◆ Task goal ◆
Beneath this instruction is a listing; print exactly the lines in it starting at the line that contains "Tag the man's glasses" and going through the line that contains "[[128, 195], [34, 69], [165, 104]]".

◆ Extracted entries ◆

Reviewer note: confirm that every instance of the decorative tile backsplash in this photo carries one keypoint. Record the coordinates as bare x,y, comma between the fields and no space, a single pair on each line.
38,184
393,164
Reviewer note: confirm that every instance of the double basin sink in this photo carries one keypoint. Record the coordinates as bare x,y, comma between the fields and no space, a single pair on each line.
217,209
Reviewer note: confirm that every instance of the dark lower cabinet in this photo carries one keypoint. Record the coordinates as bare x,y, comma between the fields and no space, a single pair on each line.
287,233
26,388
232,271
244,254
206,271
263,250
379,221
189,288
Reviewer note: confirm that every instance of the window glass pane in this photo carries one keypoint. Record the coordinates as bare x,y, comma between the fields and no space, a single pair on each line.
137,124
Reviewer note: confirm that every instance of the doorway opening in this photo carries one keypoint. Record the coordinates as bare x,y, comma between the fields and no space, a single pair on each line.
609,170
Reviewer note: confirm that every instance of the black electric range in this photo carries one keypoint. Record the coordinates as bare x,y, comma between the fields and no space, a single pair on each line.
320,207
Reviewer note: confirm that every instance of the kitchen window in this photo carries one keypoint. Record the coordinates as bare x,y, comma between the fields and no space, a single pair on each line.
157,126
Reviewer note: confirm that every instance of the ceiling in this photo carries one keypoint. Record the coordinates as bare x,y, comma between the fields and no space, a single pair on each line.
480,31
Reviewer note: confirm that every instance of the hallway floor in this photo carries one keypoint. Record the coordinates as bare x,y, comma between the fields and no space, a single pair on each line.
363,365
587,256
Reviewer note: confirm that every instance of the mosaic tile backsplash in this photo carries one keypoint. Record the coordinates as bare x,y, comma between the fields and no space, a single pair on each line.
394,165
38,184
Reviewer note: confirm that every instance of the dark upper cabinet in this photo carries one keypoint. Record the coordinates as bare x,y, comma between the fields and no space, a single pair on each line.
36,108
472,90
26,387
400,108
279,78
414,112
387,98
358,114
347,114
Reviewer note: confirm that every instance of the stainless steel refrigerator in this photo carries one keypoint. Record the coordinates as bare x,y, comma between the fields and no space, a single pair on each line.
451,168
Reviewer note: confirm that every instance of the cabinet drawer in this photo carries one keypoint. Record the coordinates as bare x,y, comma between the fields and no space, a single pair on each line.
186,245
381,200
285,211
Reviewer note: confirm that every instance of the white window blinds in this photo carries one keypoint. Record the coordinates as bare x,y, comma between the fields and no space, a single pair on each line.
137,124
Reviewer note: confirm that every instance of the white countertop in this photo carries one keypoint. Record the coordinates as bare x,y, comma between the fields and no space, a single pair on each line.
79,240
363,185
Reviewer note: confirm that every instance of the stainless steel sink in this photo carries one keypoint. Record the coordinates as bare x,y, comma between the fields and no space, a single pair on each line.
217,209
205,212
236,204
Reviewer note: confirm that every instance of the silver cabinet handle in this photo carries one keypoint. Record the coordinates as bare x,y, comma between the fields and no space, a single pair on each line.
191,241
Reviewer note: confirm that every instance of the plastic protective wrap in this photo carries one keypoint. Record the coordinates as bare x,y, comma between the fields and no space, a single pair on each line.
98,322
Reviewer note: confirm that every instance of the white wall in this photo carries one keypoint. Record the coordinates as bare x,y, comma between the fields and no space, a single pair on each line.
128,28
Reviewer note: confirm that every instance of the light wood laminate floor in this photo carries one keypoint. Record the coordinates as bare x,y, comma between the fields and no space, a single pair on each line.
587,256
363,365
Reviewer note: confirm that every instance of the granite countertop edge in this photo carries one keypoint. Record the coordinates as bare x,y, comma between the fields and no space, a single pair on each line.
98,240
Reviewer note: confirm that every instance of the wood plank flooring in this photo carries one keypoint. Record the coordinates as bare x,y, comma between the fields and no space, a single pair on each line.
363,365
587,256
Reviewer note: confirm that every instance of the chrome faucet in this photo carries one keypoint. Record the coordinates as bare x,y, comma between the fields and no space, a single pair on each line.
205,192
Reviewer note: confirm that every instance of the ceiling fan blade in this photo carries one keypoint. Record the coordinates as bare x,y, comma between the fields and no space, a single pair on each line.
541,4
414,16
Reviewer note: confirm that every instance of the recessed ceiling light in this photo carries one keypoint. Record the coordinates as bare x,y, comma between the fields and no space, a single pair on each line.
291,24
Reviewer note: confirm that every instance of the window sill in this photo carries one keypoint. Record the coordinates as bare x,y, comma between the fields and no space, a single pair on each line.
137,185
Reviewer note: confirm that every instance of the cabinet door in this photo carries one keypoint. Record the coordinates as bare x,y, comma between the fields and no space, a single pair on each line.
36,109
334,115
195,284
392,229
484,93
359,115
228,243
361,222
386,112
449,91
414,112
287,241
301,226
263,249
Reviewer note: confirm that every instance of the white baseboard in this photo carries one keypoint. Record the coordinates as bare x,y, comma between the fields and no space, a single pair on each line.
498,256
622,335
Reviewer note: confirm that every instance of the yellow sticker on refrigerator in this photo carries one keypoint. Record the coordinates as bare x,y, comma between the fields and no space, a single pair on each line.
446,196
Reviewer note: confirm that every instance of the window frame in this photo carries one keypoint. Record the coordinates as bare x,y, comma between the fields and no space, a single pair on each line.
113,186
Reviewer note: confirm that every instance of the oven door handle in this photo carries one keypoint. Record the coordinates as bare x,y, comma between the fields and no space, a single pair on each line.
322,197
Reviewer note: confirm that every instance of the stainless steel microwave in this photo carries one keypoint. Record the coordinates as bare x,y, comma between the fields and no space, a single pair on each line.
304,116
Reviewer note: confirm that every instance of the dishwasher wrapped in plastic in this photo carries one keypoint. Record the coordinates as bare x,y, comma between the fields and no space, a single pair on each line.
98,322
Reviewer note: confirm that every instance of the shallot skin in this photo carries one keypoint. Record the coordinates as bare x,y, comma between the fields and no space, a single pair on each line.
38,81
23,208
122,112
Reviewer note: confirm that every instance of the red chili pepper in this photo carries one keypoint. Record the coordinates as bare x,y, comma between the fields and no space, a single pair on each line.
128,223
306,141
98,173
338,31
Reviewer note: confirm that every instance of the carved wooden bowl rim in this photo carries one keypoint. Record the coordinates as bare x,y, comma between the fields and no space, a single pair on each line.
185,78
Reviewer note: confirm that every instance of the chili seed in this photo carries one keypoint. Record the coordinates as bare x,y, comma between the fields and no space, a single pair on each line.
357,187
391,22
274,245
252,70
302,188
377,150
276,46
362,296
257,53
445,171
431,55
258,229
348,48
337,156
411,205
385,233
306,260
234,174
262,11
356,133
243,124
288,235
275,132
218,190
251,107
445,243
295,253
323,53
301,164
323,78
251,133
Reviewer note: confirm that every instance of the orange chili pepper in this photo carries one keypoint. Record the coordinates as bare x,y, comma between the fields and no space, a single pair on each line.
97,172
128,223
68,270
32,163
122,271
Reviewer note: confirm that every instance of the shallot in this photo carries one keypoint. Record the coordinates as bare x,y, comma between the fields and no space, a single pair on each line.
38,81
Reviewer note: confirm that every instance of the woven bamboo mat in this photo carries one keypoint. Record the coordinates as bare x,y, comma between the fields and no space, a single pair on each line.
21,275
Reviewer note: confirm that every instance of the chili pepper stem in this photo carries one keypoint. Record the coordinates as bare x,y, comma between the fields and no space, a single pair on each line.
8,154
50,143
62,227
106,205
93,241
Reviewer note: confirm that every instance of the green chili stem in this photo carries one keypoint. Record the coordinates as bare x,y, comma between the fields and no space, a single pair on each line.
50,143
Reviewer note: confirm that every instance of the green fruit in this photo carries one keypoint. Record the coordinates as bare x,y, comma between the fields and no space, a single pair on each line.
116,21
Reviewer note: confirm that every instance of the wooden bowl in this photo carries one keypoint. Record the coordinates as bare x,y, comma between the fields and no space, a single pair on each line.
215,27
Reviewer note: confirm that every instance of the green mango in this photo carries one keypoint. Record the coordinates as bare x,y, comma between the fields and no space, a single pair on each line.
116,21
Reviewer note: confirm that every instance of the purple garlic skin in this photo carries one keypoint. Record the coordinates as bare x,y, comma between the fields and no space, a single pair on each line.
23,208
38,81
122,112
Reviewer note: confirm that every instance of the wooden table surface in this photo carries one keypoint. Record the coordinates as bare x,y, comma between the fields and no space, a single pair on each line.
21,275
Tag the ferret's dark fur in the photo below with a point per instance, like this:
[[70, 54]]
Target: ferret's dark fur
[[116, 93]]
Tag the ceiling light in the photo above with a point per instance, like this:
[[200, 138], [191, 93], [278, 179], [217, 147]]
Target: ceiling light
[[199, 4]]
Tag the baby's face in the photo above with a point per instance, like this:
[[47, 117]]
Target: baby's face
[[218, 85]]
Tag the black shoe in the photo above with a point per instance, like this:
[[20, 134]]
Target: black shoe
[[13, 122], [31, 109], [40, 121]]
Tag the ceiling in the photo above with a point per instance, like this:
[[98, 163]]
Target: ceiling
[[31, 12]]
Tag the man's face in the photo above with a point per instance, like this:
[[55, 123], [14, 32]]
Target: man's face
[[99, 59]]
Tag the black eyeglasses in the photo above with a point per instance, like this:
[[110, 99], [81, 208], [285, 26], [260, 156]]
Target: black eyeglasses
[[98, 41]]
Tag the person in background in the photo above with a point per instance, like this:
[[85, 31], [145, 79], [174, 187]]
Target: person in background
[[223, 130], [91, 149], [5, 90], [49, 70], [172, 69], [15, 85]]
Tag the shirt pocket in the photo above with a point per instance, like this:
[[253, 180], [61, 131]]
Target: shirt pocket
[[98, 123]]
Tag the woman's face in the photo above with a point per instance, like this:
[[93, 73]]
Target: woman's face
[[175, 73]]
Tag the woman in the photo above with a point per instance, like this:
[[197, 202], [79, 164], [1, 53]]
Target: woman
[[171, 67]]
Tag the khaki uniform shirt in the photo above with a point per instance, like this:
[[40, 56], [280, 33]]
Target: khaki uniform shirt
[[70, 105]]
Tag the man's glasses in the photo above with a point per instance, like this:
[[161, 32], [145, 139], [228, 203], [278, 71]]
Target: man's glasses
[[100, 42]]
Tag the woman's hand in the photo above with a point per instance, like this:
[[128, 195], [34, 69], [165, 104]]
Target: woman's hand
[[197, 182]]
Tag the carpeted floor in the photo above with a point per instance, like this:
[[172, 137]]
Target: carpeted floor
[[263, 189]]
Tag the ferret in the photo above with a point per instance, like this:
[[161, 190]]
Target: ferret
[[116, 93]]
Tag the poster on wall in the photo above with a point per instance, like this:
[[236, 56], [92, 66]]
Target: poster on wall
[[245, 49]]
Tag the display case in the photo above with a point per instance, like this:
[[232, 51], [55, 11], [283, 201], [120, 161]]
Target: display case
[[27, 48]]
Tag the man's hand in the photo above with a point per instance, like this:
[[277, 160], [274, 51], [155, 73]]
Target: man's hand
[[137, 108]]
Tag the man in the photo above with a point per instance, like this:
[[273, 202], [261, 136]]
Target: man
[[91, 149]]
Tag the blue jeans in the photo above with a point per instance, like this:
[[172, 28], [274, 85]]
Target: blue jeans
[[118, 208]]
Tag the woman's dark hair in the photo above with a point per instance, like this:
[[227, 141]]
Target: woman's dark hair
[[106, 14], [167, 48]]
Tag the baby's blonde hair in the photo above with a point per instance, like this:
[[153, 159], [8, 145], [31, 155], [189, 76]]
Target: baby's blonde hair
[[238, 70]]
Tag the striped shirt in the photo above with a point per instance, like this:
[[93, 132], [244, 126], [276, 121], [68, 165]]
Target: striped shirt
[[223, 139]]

◆ Solution to this problem ◆
Tag the man's glasses in the photo above with a point per instance, like this:
[[161, 32], [145, 139], [228, 203], [278, 71]]
Target: man's glasses
[[100, 42]]
Tag the woman's hand in the photo above with a point per instance, like this:
[[128, 195], [34, 69], [165, 104]]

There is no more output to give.